LA CHAPELLE FLOROS
au cimetière de Saint-Eugène, à Alger



La sépulture Floros
Cimetière de St Eugène à Alger

J'ai visité bien des cimetières, à la recherche d'ancêtres, à Vienne, Trieste, Chios, Livourne, Marseille, et j'ai eu la chance de pouvoir mettre en face de noms connus, des dates, des lieux, des anecdotes. J'ai retrouvé des personnages connus, arrières-grands oncles ou arrières-grands-mères...Chaque découverte était l'occasion de me replonger dans la généalogie que je commençais de dresser, m'apportant de nouveau de quoi alimenter mes futurs souvenirs, et de quoi tenter de renouer avec la vie du passé et de ceux qui l'avaient vécu.

Il est vrai qu'avec la Diaspora des habitants de l'Ile de Chios, à la suite des Massacres de 1822, les familles s'étaient dispersées principalement tout autour de la Médirerranée, mais aussi plus loin, en Autriche, ou en Russie et en Angleterre. Ils s'étaient établis dans la ville choisie,la plupart du temps, parce que certains des leurs y étaient déjà installés. On retrouvait donc des Vlasto à Vienne, à Iasi, Taganrog, Trieste, Livourne, Alexandrie, Marseille et bien d'autres encore soit à Londres soit à Manchester ou Liverpool. Il se tissait pour moi, une sorte de toile de fond, à une histoire que le hasard m'avait fait découvrir, mais que je m'étais appliquée à faire grandir en cherchant toujours plus avant ce que je pouvais découvrir.

Michel Vlasto

Je gardais en mémoire cet étonnement que nous avions eu dans le cimetière orthodoxe de Trieste, en découvrant une tombe ornée d'une sculpture magnifique, en pierre, portrait d'un homme paraissant âgé et que nous avons alors identifié grâce à l'épigraphe gravé sur la pierre tombale : il s'agissait de Michel Vlasto, Démogeront à Chios au moment des Massacres et nous pouvions alors mettre un visage sur un nom qui avait laissé tant de traces dans l'Ile de Chios où il était né. Toutes ces tombes, ou ce qu'il en restait parfois, avaient dû être magnifiques, entretenues, visitées, et restaient maintenant pour la plupart abandonnées aux vents et aux pluies, sans que personne ne se préoccupe d'elles et de ceux qu'elles abritaient.

» Travail demandé
Modifiez le texte sur la chapelle Floros en le recopiant à partir de "J'ai visité bien" et jusqu'à "qui l'avaient vécu.", avec "histoire familiale" à la place de "généalogie". Les lignes présentées ensuite proviennent d'une autre source.

» Données fournies

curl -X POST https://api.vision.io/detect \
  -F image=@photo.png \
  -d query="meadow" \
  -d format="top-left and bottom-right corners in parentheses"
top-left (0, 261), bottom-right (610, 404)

» Réponse complète
J'ai visité bien des cimetières, à la recherche d'ancêtres, à Vienne, Trieste, Chios, Livourne, Marseille, et j'ai eu la chance de pouvoir mettre en face de noms connus, des dates, des lieux, des anecdotes. J'ai retrouvé des personnages connus, arrières-grands oncles ou arrières-grands-mères...Chaque découverte était l'occasion de me replonger dans la histoire familiale que je commençais de dresser, m'apportant de nouveau de quoi alimenter mes futurs souvenirs, et de quoi tenter de renouer avec la vie du passé et de ceux qui l'avaient vécu.